## Problem requirements
Answer these questions using the passage on Nvidia's earnings report:
1. Which Nvidia business posted record performance and outpaced the data center segment?
2. What architecture is the GeForce 30 RTX GPU series based on?
3. According to management, what could hit revenues?
***** Supplied passage *****
The highlight of Nvidia Corporation’s (NASDAQ: NVDA) latest earnings report was the record performance of its GPU business, which outpaced the data center segment. Being an industry-leading provider of gaming chips, the company continues to benefit from the COVID-induced spike in the demand for video games.
The recent launch of new-generation gaming chips – the Ampere architecture based GeForce 30 RTX GPU series – marked a huge leap from the earlier version and the product was well-received. Analysts see the company’s stock gaining in double digits in the next twelve months. If the current uptrend and favorable demand conditions are any indication, the stock can offer handsome returns for the long term.
Investors did not find the guidance for the current quarter very encouraging and the stock pulled back from the recent highs soon after the the quarterly release this week. The management has cautioned that revenues could be hit by deferment of a large order from a China-based customer, though it will add to the top-line in the next quarter.
***** Data to examine *****
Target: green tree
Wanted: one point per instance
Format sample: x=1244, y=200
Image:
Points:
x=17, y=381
*****
***** Data to examine *****
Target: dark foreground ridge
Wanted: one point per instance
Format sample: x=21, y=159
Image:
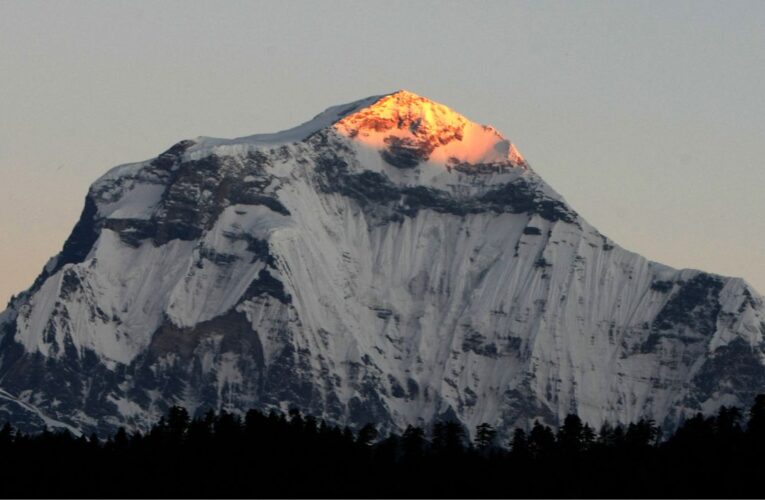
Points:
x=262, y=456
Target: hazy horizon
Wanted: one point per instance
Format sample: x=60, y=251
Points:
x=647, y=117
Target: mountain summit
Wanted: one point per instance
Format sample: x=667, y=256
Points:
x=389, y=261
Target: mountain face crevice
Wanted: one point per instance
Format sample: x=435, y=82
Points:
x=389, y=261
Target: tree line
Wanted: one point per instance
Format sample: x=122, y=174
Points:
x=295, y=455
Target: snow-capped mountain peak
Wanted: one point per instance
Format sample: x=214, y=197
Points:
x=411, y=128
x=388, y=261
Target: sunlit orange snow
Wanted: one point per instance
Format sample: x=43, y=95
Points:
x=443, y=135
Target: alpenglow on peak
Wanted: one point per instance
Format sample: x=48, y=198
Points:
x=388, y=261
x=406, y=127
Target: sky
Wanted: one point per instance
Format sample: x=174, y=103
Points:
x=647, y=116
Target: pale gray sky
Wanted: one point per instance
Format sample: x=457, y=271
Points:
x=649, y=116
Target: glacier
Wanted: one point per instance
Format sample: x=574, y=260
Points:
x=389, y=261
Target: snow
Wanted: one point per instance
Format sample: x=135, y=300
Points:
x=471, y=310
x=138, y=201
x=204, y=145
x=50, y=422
*****
***** Data to examine *****
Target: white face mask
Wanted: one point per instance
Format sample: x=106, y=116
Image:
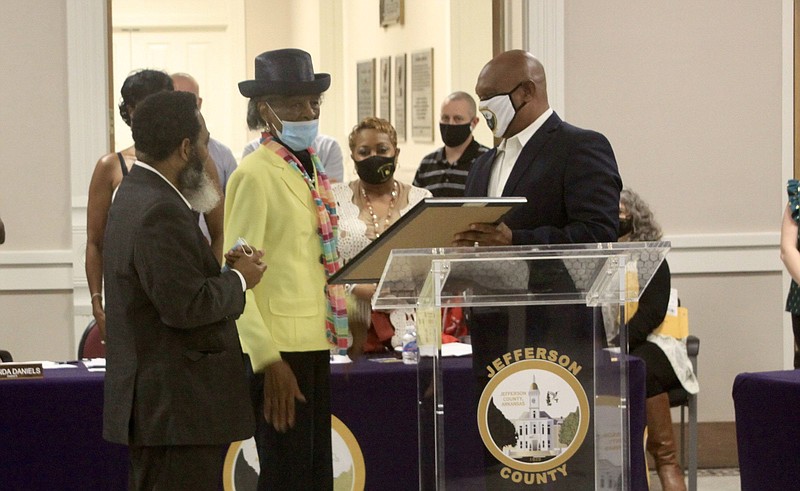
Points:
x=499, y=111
*****
## Written answer
1. The GPU business.
2. The Ampere architecture.
3. Deferment of a large order from a China-based customer.